## ASSIGNED TASK
Lines from the beginning of the data below through the one containing "179, row 400." are to be printed exactly as they appear.

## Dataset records
===
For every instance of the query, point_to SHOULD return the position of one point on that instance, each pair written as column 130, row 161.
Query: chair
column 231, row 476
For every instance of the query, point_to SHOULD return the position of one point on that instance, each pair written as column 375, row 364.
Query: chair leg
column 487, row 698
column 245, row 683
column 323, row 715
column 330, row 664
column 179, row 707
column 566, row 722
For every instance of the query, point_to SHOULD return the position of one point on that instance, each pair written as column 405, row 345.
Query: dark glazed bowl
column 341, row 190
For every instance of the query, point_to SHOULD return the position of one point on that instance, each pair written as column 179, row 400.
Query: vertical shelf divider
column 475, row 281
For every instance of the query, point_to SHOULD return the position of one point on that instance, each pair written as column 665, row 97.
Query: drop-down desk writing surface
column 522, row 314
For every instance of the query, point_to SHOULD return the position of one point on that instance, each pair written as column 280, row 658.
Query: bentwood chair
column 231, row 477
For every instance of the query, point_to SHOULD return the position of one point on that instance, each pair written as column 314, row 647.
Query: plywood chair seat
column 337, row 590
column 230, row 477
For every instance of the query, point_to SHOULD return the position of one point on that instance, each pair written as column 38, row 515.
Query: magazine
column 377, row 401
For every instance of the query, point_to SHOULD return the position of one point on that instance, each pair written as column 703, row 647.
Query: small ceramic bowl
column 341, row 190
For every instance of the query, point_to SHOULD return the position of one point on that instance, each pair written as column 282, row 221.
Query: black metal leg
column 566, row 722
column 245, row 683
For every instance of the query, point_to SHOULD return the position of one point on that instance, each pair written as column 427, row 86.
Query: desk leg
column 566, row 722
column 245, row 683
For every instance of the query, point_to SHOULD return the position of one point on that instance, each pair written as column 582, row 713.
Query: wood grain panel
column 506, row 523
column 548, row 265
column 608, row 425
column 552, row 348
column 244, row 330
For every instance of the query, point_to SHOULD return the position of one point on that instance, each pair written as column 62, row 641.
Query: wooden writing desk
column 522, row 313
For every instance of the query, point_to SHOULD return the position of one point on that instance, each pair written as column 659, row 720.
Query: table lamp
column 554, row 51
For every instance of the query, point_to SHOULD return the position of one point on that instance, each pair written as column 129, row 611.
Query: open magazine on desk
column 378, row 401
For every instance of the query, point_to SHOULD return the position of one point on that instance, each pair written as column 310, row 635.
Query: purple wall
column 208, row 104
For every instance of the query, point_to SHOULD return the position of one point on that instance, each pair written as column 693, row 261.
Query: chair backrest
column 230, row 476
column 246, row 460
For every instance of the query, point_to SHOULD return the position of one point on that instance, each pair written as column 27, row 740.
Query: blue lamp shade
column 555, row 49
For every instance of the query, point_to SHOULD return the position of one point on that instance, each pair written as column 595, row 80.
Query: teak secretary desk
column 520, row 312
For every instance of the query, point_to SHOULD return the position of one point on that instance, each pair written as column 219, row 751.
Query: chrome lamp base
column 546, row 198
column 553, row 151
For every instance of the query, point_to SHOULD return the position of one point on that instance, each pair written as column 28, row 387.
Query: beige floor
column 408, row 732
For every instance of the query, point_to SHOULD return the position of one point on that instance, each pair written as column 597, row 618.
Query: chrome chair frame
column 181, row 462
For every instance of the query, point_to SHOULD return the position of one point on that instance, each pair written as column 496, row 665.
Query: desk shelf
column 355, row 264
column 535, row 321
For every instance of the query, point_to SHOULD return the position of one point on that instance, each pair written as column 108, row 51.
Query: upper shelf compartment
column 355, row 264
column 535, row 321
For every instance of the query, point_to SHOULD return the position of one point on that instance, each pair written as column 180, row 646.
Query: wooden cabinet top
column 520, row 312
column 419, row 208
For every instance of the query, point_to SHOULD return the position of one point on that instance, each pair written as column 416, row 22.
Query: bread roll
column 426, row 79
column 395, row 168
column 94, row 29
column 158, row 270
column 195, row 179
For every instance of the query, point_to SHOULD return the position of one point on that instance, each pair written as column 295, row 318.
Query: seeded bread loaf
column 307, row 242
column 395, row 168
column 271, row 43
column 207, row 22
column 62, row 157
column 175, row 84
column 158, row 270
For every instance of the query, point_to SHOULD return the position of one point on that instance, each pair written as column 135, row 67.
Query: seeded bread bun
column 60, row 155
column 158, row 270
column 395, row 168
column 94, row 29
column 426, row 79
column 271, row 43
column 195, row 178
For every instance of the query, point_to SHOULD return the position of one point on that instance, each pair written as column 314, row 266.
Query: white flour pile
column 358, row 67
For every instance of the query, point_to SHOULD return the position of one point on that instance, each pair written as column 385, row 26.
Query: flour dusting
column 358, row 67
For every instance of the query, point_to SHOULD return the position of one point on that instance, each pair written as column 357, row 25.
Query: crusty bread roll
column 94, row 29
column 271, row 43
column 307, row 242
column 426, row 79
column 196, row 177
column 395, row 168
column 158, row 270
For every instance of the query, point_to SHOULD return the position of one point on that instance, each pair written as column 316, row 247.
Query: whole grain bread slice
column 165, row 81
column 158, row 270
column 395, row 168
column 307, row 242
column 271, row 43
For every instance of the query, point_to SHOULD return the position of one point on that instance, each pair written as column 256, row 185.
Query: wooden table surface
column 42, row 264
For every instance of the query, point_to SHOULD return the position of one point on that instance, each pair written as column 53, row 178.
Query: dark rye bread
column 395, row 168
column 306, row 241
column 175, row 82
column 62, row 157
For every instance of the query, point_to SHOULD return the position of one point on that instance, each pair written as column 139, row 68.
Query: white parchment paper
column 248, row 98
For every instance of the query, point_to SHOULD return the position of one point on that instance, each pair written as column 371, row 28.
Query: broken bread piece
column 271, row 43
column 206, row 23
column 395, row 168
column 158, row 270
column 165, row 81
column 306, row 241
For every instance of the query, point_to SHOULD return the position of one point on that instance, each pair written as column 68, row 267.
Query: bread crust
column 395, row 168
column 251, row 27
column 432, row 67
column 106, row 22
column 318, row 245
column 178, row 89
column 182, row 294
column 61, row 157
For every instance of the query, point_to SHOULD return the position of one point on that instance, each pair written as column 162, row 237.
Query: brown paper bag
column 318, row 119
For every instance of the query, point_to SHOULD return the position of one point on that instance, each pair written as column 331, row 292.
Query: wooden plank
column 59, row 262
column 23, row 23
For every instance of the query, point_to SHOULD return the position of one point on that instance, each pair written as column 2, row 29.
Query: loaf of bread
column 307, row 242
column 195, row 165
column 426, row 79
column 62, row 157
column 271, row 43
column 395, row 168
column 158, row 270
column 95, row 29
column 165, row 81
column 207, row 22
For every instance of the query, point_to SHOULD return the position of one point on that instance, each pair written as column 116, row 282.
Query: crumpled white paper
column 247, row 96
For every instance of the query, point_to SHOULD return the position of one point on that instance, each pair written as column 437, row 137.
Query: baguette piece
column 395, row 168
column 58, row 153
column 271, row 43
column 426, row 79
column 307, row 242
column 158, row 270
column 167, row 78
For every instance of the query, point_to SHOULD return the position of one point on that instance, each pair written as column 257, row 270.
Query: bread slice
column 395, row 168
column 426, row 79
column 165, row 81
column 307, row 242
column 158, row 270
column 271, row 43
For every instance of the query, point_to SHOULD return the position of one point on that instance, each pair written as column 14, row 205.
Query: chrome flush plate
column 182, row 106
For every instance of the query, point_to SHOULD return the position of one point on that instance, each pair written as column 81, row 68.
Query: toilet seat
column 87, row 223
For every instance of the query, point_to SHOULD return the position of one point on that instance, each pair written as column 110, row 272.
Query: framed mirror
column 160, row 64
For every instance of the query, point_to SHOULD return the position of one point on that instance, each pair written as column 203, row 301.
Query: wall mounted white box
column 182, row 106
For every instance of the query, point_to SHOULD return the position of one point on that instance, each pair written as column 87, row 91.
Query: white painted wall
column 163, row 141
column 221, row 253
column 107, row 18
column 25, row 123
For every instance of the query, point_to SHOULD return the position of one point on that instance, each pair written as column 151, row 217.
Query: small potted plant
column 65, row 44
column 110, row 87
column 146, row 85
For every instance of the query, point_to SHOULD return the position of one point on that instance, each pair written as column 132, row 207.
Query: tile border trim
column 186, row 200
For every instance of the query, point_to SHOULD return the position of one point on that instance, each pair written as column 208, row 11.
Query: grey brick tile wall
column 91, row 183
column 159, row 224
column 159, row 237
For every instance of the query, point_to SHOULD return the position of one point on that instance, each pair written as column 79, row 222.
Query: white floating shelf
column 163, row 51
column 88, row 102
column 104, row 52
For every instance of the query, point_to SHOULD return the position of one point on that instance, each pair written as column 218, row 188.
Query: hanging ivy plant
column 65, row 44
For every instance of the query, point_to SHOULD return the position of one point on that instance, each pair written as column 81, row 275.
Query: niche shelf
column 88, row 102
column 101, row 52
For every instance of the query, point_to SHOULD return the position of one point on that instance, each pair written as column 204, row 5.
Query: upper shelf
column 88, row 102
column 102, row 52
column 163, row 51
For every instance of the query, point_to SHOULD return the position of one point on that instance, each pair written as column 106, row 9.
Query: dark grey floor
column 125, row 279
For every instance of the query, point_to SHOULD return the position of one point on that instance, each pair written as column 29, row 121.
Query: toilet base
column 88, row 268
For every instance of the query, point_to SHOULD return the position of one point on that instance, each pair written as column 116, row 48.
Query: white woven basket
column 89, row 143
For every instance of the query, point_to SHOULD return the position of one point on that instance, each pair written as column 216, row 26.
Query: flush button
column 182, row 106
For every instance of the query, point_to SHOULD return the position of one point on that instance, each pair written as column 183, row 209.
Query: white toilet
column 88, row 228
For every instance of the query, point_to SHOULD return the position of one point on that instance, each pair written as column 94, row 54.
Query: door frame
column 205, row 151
===
## RESPONSE TO THE EXERCISE
For every instance of the query, point_to SHOULD return the position of one point on that instance, each pair written as column 130, row 161.
Query: chair
column 231, row 476
For every instance of the query, point_to SHOULD return the position of one point on that instance, each pair written as column 375, row 364.
Query: chair leg
column 487, row 698
column 245, row 683
column 323, row 715
column 330, row 664
column 179, row 707
column 566, row 722
For every instance of the query, point_to SHOULD return the position of one point on that instance, each pair written as column 405, row 345.
Query: dark glazed bowl
column 341, row 190
For every instance of the query, point_to SHOULD return the position of one point on that instance, each pair written as column 179, row 400.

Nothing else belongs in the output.